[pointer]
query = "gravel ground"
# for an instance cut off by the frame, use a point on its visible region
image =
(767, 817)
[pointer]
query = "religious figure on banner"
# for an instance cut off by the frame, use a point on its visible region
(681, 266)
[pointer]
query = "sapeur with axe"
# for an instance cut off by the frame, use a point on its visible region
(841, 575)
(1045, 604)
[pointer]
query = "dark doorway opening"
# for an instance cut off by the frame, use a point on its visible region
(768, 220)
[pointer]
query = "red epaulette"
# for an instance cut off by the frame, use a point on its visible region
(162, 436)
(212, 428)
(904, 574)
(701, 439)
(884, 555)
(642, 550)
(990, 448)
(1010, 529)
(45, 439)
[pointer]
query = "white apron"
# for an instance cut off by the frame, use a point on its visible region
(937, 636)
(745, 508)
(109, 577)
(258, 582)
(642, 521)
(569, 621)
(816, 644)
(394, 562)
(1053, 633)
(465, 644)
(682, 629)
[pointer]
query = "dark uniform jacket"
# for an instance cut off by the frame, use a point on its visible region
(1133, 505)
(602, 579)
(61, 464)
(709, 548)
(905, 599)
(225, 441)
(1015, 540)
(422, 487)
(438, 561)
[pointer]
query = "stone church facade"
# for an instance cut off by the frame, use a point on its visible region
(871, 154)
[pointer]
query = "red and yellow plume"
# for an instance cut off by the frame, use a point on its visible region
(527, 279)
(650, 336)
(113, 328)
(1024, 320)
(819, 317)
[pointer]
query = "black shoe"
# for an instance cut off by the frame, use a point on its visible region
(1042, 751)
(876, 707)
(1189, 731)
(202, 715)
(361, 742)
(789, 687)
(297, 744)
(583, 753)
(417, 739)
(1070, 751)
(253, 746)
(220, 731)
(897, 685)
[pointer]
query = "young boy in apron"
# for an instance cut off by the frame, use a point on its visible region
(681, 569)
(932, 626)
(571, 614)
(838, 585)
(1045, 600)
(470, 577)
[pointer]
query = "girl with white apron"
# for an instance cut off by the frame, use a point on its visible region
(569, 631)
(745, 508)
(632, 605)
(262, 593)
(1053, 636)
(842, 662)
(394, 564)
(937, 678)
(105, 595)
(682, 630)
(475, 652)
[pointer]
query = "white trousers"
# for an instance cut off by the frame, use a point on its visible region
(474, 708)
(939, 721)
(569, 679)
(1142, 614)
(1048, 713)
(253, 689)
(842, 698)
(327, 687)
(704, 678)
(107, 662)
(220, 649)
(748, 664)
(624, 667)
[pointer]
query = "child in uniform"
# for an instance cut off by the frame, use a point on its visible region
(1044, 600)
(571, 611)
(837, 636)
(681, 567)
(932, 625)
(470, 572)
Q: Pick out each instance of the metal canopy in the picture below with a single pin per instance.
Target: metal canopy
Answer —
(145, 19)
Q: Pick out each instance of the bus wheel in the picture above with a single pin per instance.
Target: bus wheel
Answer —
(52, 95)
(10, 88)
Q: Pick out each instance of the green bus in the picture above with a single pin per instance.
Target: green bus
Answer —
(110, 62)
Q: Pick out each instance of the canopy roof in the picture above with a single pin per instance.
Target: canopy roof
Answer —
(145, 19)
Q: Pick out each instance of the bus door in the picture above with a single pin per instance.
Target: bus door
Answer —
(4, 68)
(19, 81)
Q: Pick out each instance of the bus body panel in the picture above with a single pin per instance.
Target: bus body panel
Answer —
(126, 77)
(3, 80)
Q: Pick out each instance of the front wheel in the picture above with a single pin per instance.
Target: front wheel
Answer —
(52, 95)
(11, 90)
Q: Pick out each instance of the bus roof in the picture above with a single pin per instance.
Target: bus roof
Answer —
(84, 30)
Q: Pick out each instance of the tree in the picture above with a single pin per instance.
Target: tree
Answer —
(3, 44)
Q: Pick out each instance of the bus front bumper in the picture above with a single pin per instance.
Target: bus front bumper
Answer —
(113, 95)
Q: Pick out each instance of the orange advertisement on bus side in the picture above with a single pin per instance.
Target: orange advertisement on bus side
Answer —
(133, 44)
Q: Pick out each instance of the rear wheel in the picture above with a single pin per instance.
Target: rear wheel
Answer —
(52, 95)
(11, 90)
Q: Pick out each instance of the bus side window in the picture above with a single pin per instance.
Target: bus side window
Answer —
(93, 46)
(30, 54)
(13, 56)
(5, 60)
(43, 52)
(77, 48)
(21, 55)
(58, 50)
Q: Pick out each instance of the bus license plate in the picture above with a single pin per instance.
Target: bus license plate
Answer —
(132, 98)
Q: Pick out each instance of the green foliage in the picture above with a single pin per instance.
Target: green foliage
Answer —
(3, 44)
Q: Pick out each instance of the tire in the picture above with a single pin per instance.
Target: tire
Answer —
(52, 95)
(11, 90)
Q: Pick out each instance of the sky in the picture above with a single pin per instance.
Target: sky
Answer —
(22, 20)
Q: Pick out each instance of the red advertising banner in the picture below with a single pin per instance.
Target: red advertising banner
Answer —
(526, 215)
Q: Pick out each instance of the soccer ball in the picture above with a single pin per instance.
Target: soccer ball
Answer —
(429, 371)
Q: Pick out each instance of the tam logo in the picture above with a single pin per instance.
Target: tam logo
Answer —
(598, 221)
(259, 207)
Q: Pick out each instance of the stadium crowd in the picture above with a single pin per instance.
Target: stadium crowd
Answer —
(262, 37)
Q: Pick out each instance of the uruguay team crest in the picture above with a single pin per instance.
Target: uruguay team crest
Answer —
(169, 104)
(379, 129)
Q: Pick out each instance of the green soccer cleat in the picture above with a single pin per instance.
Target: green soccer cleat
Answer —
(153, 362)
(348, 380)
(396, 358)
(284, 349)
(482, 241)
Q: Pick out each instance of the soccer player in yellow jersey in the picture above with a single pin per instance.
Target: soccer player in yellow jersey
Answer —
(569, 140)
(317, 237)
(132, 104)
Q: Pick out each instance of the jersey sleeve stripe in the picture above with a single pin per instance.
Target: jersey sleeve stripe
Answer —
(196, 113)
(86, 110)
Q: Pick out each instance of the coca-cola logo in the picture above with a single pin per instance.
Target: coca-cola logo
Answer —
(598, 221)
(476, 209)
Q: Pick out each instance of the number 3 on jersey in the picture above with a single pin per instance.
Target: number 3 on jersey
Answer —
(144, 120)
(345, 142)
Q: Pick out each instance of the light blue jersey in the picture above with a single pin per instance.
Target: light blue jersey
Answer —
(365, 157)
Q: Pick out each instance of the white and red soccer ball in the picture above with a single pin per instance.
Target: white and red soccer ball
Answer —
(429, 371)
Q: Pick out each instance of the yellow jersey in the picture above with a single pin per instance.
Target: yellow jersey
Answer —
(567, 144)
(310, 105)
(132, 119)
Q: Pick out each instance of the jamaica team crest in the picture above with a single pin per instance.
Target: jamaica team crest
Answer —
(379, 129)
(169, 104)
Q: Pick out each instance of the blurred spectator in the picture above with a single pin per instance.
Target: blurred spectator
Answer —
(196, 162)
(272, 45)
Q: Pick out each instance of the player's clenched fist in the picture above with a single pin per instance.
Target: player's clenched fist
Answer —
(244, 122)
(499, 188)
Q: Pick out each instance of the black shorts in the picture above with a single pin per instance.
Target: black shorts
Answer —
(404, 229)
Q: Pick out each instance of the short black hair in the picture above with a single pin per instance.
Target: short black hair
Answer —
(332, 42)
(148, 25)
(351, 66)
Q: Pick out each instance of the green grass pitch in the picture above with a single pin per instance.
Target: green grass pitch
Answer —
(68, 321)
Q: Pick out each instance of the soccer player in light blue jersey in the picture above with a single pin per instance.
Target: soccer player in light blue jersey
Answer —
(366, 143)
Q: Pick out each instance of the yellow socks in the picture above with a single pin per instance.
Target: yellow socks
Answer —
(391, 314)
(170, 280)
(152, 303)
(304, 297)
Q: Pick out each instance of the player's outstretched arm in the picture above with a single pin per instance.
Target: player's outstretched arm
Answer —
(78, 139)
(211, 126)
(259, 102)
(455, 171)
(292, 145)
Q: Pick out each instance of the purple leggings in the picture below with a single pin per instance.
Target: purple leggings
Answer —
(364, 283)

------------------------------------------------

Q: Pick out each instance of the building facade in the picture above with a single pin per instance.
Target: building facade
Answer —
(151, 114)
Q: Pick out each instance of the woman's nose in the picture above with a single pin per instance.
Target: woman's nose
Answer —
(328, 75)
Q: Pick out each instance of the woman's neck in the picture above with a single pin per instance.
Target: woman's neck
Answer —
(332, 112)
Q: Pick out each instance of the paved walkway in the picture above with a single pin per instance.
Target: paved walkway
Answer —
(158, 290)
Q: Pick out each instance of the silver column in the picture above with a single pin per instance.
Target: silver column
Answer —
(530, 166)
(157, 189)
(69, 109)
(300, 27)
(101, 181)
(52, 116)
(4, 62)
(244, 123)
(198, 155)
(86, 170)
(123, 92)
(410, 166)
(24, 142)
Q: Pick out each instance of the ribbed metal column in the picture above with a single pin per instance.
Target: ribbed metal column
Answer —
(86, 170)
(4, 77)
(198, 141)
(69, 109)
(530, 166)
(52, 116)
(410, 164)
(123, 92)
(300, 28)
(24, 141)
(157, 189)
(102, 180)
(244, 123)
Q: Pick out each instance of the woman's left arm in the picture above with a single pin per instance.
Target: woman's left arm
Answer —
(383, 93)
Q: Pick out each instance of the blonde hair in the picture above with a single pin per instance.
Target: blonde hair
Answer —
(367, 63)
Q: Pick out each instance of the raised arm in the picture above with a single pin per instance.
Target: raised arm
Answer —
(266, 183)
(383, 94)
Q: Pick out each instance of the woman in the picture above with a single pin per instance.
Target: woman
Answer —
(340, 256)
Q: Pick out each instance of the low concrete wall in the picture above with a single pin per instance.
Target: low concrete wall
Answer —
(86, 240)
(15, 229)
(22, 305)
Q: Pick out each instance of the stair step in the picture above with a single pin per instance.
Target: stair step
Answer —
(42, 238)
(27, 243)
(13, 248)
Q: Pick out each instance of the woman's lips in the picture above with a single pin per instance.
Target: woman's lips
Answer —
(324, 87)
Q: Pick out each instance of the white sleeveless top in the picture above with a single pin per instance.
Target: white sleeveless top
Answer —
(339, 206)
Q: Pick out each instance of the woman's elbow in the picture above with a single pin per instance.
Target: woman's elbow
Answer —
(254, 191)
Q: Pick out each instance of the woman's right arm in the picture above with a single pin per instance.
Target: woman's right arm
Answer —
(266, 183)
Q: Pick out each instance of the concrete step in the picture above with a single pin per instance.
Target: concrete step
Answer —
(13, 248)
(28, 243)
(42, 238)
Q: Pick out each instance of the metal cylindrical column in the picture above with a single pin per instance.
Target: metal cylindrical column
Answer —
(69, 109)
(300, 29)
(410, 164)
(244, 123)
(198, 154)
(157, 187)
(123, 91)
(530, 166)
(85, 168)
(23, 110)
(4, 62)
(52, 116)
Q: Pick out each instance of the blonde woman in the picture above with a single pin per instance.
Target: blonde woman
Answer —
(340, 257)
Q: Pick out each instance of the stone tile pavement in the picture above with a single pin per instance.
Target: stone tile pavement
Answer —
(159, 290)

------------------------------------------------

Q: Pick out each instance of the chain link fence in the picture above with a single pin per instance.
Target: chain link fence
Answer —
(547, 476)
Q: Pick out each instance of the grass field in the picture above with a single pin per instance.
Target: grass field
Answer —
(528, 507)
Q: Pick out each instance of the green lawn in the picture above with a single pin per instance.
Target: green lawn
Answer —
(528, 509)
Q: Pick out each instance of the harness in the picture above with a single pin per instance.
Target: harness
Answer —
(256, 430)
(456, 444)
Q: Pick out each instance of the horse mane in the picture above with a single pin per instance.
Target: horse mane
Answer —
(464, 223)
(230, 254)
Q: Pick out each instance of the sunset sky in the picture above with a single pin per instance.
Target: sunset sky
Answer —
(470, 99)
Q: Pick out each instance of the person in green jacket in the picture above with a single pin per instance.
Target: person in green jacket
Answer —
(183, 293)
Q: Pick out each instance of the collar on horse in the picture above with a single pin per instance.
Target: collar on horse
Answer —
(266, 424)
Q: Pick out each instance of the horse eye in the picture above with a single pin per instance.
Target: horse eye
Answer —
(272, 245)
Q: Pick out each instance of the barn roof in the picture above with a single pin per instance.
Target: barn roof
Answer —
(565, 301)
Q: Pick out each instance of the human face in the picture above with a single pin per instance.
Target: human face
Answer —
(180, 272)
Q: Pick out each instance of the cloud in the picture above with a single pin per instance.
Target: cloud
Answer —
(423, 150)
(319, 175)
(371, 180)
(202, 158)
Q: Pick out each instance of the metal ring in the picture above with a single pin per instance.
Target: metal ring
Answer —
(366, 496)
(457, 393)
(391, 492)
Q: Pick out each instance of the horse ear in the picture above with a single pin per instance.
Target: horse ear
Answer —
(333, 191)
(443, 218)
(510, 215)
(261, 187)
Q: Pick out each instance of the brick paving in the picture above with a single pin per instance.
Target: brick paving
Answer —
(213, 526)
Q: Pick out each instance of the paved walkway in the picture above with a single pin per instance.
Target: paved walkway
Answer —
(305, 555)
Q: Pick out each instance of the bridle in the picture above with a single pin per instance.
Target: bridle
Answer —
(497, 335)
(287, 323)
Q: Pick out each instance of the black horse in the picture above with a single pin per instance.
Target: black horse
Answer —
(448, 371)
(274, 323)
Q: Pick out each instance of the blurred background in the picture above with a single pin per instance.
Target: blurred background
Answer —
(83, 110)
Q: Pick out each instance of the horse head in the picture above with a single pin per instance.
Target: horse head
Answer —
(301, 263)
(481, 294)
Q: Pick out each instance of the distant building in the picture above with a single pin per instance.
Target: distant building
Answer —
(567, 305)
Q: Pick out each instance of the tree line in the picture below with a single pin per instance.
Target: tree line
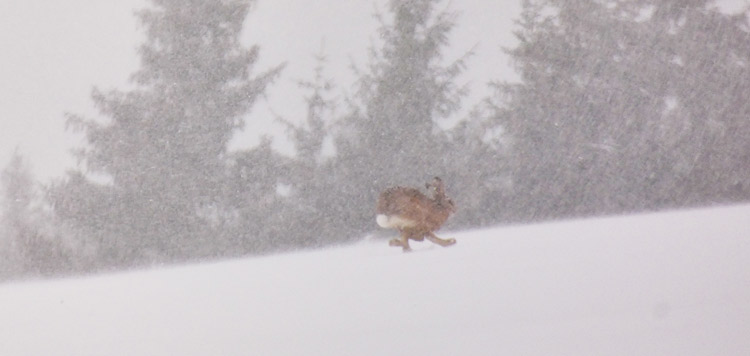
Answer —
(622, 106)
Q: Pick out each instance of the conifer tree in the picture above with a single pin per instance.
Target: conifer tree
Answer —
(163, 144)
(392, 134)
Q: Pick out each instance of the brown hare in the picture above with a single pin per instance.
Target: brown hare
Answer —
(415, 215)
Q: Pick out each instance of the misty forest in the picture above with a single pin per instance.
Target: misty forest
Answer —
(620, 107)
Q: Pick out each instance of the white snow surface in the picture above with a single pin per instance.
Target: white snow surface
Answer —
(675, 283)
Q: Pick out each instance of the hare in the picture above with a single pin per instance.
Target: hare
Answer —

------------------------------------------------

Exercise: Find each line in the entries above that contains the string "light" and copy it out. Case counts.

Task output:
Q: Pick out each instance of the light blue jersey in the picture above with a single pin per instance.
Target: light blue jersey
Q: Pick out each instance of the soccer player in light blue jersey in the picture above with a single pin per instance.
Target: soccer player in light blue jersey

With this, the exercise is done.